▶ _Instruction_: Please rewrite the lines that begin at the line that has "Instruction: identify the upper" and stop after the line that has "613 0 640 154". Raise every bounding box coordinate by 102 and leave all other text as it is.

▶ _Supplied entries_:
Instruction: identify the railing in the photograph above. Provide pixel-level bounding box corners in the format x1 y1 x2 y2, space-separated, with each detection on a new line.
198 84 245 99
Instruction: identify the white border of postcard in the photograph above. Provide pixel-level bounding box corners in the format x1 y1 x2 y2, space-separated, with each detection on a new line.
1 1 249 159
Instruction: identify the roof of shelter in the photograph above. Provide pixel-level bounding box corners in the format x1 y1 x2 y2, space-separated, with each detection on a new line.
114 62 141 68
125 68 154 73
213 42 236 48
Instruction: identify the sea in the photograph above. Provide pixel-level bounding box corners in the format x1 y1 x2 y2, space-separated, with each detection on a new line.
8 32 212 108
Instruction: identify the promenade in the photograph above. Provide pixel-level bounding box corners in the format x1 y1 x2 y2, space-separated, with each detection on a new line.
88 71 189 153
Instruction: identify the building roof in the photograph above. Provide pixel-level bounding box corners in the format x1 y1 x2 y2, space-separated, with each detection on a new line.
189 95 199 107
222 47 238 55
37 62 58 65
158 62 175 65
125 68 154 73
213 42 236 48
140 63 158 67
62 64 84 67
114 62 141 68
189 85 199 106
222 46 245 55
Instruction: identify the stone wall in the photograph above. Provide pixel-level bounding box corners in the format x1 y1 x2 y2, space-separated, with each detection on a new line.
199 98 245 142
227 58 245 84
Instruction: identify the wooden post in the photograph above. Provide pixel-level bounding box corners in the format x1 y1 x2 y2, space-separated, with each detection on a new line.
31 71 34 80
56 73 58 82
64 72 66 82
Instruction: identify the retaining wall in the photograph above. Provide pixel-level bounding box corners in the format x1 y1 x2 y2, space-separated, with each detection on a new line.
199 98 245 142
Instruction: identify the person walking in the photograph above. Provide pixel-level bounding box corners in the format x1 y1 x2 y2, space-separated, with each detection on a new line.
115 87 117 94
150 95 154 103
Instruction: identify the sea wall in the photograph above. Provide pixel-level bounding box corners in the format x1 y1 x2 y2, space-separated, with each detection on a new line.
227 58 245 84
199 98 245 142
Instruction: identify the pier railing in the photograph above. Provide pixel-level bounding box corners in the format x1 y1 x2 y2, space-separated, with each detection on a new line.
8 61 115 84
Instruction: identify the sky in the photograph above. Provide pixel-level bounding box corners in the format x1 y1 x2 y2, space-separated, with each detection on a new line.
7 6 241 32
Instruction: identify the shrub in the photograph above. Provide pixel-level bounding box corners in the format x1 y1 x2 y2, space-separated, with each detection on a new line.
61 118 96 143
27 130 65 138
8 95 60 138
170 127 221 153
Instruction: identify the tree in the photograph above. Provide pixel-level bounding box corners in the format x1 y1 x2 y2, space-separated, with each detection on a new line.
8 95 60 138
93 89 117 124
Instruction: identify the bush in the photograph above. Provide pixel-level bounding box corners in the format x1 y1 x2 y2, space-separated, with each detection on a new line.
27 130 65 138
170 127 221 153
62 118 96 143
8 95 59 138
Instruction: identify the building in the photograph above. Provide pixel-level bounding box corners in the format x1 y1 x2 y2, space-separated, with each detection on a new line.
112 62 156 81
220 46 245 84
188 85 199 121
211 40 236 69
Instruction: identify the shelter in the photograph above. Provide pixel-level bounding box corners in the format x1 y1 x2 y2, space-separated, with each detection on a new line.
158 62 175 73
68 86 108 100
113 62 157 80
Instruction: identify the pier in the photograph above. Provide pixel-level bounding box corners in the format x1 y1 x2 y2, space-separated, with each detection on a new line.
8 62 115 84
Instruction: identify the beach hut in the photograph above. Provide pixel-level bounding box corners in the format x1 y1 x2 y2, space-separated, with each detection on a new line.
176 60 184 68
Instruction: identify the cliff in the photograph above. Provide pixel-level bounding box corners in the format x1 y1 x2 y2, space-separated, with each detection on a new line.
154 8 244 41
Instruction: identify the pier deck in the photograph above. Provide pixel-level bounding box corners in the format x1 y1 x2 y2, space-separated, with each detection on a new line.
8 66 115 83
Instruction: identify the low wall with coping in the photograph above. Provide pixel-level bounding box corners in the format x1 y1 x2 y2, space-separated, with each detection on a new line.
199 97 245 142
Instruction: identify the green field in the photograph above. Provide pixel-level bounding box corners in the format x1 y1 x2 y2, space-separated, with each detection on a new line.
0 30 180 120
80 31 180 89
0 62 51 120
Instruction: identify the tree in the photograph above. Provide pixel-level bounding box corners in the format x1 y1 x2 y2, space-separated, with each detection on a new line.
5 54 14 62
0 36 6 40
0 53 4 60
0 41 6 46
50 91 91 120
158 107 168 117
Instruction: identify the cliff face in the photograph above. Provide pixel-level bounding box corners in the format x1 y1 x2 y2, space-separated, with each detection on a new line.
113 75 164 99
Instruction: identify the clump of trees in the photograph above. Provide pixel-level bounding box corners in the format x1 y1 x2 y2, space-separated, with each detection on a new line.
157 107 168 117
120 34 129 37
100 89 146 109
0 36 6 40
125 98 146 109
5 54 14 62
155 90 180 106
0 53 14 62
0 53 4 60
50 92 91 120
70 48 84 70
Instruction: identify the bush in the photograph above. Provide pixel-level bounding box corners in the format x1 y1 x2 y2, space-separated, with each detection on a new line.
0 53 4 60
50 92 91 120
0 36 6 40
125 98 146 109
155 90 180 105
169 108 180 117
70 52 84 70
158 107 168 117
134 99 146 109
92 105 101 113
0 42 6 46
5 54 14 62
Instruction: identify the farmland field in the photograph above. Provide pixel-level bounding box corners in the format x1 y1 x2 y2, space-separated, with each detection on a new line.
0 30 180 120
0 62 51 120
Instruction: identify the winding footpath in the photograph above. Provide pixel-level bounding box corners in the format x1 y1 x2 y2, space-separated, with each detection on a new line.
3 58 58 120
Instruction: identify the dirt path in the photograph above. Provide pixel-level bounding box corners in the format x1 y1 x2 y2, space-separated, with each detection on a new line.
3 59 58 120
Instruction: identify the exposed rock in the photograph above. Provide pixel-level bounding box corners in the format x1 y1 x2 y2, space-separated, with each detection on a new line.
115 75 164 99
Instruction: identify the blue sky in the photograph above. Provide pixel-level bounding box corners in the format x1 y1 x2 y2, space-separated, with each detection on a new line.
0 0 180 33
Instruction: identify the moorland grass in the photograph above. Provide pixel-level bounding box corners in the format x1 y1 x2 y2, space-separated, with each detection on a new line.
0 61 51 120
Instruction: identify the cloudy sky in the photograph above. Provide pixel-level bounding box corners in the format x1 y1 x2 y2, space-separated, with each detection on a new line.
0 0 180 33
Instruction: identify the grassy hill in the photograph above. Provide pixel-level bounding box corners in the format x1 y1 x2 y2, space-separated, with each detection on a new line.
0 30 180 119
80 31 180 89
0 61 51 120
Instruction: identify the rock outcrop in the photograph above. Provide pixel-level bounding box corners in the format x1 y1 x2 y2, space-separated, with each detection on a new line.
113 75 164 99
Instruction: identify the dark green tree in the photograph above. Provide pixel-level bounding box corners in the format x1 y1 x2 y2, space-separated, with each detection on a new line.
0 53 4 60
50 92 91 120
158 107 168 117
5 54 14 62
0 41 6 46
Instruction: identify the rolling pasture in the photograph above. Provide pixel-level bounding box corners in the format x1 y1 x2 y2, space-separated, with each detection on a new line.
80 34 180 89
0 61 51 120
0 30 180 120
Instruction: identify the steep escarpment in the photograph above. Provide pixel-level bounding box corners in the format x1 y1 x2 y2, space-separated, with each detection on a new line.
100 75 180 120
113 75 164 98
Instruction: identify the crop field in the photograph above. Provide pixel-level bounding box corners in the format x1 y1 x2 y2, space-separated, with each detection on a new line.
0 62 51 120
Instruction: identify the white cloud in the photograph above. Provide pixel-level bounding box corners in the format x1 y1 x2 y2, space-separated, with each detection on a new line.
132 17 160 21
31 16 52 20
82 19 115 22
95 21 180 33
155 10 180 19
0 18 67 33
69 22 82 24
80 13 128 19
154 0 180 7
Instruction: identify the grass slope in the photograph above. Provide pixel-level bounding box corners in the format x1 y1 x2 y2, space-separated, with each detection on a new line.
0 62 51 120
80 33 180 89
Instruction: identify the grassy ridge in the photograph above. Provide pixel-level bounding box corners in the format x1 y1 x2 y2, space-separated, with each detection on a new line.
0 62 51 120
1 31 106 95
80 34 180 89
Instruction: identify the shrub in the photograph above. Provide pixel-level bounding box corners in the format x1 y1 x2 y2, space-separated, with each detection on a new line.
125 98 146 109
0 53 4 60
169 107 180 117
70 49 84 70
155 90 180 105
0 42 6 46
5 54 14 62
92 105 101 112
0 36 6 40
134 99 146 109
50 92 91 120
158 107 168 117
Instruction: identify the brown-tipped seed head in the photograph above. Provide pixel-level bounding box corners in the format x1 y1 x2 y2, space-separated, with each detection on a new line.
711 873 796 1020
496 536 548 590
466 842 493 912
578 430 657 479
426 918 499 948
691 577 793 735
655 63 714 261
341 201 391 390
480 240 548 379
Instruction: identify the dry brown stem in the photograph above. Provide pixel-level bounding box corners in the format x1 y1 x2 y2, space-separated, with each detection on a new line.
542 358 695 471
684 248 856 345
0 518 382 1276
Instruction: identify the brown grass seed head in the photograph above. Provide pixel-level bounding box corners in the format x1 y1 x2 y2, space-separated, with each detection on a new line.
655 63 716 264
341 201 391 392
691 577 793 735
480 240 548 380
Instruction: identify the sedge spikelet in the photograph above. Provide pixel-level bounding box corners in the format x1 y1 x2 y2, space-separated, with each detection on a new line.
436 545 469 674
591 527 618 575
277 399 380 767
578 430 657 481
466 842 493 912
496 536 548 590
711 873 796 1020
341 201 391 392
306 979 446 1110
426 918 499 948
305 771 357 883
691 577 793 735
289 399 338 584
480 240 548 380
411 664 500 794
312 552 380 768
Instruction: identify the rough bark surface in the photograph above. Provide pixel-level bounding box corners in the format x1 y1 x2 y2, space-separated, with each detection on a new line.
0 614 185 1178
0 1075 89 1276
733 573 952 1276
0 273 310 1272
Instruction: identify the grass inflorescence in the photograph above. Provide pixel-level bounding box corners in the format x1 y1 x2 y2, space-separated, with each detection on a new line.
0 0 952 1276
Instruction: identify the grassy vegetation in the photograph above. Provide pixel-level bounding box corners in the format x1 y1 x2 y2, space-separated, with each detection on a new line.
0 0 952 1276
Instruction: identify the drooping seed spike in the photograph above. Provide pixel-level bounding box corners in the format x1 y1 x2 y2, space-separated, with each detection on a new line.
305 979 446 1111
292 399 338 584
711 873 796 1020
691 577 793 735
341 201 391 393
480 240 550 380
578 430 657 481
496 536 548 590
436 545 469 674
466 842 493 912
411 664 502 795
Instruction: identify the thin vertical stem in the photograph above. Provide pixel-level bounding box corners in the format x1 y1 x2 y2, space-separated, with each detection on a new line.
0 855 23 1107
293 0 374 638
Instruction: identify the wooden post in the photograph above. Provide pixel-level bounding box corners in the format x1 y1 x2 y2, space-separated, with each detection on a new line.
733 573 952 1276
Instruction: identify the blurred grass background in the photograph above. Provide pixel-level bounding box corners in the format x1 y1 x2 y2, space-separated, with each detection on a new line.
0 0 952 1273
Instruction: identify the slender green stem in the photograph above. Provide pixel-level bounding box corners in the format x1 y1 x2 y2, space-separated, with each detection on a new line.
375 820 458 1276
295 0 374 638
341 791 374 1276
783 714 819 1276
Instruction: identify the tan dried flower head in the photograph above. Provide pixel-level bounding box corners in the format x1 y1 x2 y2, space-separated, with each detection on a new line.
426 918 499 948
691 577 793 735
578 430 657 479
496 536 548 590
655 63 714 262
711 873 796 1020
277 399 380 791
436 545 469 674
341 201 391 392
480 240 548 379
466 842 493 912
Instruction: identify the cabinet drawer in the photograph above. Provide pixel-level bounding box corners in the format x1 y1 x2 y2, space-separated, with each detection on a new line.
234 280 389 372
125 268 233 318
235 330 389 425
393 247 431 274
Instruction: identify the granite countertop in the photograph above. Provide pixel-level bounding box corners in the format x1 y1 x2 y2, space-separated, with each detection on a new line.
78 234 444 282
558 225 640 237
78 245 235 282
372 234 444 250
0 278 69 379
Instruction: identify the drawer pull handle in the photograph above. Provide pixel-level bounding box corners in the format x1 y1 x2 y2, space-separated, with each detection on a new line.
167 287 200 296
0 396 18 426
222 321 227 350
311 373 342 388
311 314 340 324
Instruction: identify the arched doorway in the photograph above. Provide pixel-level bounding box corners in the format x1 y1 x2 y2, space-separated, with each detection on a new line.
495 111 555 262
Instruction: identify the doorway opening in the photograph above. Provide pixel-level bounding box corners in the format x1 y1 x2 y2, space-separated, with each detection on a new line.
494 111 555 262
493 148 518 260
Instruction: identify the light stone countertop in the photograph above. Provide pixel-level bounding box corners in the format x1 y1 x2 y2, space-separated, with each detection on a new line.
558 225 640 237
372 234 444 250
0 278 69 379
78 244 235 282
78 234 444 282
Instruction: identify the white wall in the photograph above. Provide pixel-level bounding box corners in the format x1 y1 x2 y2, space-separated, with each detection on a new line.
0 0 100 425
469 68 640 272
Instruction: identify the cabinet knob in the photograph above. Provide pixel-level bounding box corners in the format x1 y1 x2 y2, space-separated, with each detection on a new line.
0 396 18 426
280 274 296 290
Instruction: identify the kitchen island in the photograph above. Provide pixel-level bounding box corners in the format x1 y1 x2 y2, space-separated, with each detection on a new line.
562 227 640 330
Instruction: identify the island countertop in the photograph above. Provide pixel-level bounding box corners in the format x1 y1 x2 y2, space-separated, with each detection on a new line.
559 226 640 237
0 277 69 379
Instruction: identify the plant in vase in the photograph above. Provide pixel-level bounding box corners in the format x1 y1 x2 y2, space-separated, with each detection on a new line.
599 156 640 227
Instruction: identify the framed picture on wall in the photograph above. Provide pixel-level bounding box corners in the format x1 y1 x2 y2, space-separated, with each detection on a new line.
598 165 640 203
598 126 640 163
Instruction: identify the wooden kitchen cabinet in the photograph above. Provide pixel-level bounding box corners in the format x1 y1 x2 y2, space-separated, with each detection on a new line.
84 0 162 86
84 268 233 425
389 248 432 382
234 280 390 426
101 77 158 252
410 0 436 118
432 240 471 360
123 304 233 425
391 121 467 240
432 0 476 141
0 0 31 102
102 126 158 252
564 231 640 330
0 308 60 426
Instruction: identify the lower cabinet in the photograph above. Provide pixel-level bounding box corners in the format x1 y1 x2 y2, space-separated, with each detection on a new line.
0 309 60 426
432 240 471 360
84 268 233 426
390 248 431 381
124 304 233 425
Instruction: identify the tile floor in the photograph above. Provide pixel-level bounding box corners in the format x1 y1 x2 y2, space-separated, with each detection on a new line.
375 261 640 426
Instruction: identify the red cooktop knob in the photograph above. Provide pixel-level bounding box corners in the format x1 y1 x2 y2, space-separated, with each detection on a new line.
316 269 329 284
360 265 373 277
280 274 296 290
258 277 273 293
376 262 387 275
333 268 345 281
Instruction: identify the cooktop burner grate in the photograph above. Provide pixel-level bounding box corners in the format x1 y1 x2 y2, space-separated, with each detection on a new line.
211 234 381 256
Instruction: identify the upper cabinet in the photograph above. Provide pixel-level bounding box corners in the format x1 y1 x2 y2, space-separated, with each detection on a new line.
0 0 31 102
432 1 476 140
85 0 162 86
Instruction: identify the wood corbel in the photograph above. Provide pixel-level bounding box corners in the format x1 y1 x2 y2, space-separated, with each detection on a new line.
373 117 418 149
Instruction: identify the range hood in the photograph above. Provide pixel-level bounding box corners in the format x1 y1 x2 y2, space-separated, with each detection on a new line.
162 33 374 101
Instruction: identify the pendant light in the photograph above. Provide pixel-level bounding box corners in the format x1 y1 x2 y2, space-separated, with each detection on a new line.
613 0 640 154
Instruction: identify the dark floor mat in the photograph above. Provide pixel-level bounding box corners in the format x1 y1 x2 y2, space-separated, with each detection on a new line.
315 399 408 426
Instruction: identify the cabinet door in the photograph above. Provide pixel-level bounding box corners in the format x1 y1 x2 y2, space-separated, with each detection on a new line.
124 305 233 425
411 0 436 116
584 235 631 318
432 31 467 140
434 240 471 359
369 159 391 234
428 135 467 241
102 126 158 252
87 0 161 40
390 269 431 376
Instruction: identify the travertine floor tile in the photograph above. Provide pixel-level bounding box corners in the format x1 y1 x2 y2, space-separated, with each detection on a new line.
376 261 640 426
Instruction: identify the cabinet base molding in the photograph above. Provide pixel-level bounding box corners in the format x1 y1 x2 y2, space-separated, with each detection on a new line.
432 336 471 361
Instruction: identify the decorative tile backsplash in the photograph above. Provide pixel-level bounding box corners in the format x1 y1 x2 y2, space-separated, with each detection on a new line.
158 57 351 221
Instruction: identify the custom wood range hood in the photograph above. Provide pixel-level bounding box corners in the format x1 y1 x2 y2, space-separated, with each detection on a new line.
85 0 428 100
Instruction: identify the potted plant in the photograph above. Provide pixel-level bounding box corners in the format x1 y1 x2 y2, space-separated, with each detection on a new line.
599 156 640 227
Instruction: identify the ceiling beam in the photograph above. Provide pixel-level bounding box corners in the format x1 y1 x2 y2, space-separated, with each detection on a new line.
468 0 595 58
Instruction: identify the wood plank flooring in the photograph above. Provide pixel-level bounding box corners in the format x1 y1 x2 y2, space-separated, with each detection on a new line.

▶ _Result of this task_:
Instruction: identify the upper cabinet in the photograph above. Provide pixel-level bounding box corners in the format x1 y1 x2 y2, space-separated, with each detection on a new line.
102 102 133 204
534 103 578 242
187 102 264 188
Instruction: identify the wood corbel in the photograph above. Provide pixel-level bounding box corners in the format x1 y1 x2 y2, space-separated, with each detection on a new line.
475 219 520 251
Instruction: identify the range hood in the photograph above. Provide pixel-level bounding box corners in the format x1 y1 x2 y2, space-separated, with each detection on a new line.
264 135 476 203
Instruction: identify the pendant light in the photograph above. Provide pixel-level bounding box corners in the format x1 y1 x2 y2, space-separated, with each detection on a new line.
715 102 742 256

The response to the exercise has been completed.